Cette technique a d’abord été proposée dans le monopontage mammaire de l’IVA qui est aisé pour deux raisons :
- L’IVA est d’accès facile bien exposée par rapport au champ opératoire. La situation étant tout autre pour la coronaire droite, la circonflexe et leurs branches, dont l’accès requiert la luxation du cœur qui peut être mal toléré sur le plan hémodynamique et nécessiter une surveillance permanente des courbes de pression pour arrêter la manœuvre dès l’apparition de signes de mauvaise tolérance hémodynamique.
- Le pontage mammaire ne nécessite pas la manipulation de l’aorte comme dans le pontage saphène pour la réalisation de l’anastomose proximale étant donné que la mammaire interne prend naissance directement de l’artère sous clavière. L’absence de geste sur l’aorte se traduit par une baisse des AVC à point de départ de l’athérome aortique.
Le Dr Ghorayeb montre dans la première partie de ce film très didactique la possibilité de revascularisation d’un tritronculaire en utilisant plusieurs pontages saphènes malgré les difficultés énumérées ci-dessus et la faisabilité de cette intervention quand elle est pratiquée par une équipe expérimentée.

----

CONSIGNE:
Répondez aux questions suivantes à partir de l'extrait sur le pontage coronaire.
(a) Quelle manœuvre l'accès à la coronaire droite et à la circonflexe requiert-il ?
(b) De quelle artère la mammaire interne prend-elle naissance ?
(c) Qu'utilise le Dr Ghorayeb pour revasculariser un tritronculaire dans la première partie du film ?

----

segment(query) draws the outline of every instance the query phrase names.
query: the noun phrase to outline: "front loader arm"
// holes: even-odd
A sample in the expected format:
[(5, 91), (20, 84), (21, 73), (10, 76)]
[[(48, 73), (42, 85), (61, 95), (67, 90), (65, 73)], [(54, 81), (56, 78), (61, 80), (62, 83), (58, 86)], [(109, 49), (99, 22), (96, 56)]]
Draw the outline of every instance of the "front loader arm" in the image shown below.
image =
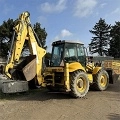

----

RÉPONSE:
(a) La luxation du cœur.
(b) De l'artère sous clavière.
(c) Plusieurs pontages saphènes.